▶ [Written problem A] Extract every line of the listing below that contains the string "textured", treating uppercase and lowercase letters as distinct.

>> begin Source passage

At this point, a feature of the Japanese economy that has captured the admiration of American observers came into play. Japanese banks, which are not restricted and regulated the way American banking is, naturally became the depository of industry’s enormous profits. Lists of the 10 or 20 largest financial institutions in the world were therefore dominated by Japanese banks. American bankers were (and are) envious of how intertwined giant industries and giant banks were. Banks owned and speculated in common stocks and real estate, and thus owned industrial corporations. The latter owned bank stocks and speculated in them. From time to time the central bank joined in the fun.

As world trade languished, and as Japanese forays in foreign investment from Radio City in New York to the Pebble Beach Golf Course[4] in California proved disappointing, bankers and indeed the whole of the Japanese economy devoted all available wit and energy and money to speculating in domestic securities and real estate. The stock market shot up faster and farther than Wall Street has ever managed, and the newspapers were filled with stories of lots 10 feet square in central Tokyo selling for a million dollars. Memberships in fashionable golf clubs also were said to cost a million dollars. Besides playing the markets for their own account, bankers lent vast sums to other high rollers. Speculation spilled over to Korea and bubbled around the Pacific rim.

>> end Source passage
>> begin Items

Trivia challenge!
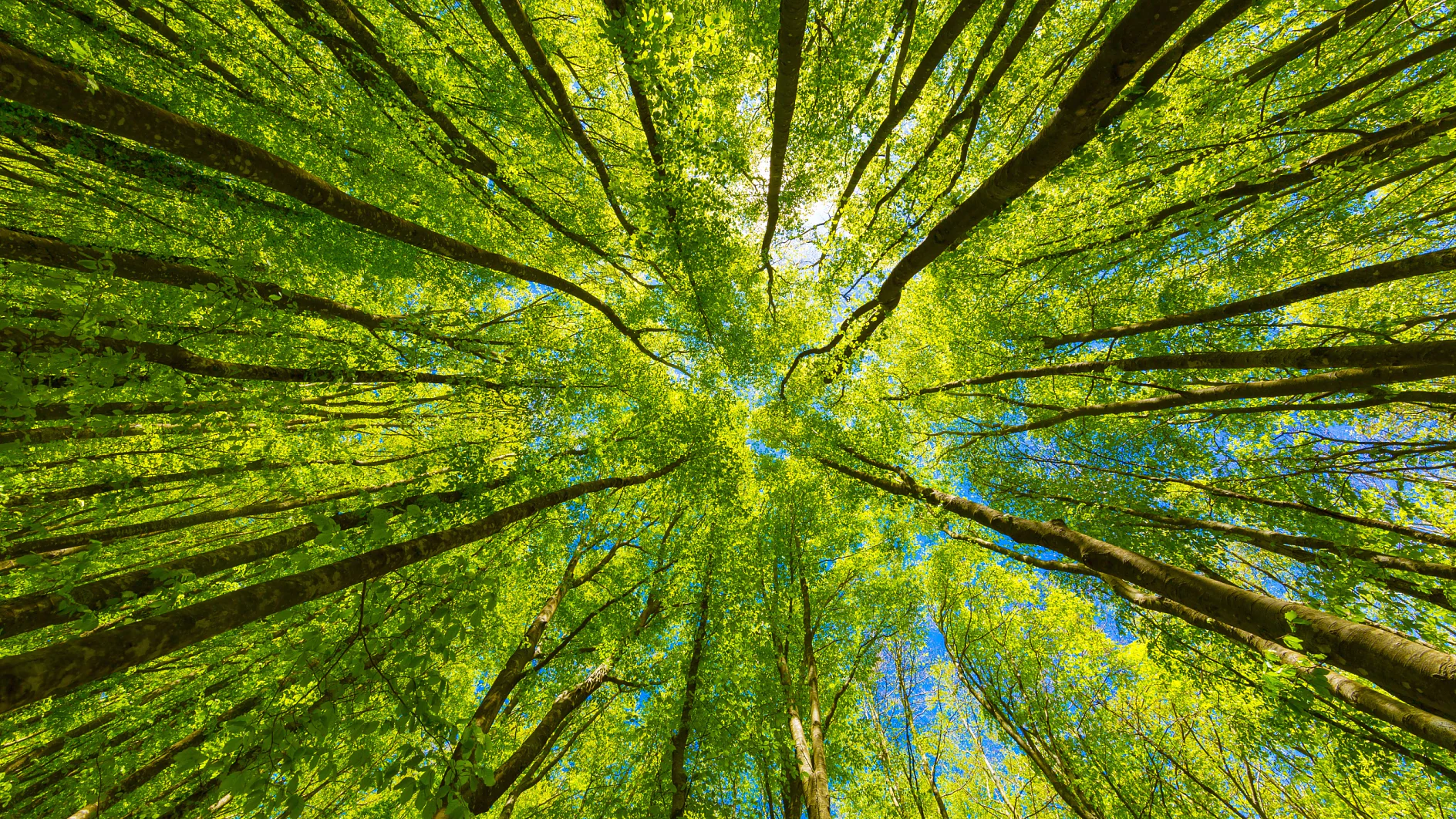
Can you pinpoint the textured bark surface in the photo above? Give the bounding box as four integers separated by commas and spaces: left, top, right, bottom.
1043, 241, 1456, 343
0, 459, 682, 713
915, 335, 1456, 395
785, 0, 1202, 380
0, 326, 502, 389
761, 0, 810, 258
0, 44, 645, 351
0, 480, 483, 639
3, 466, 440, 558
1105, 578, 1456, 752
838, 0, 982, 208
977, 362, 1456, 436
821, 459, 1456, 719
667, 575, 712, 819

>> end Items

▶ [Written problem B]
Answer the following questions using the passage on Japanese banking and speculation above.
(i) According to the passage, Japanese banks naturally became the depository of what?
(ii) Memberships in what were said to cost a million dollars?
(iii) To which country did speculation spill over?

▶ [Expected output A]
Can you pinpoint the textured bark surface in the photo above? Give the bounding box as four integers separated by commas and spaces: left, top, right, bottom.

▶ [Expected output B]
(i) Industry's enormous profits.
(ii) Fashionable golf clubs.
(iii) Korea.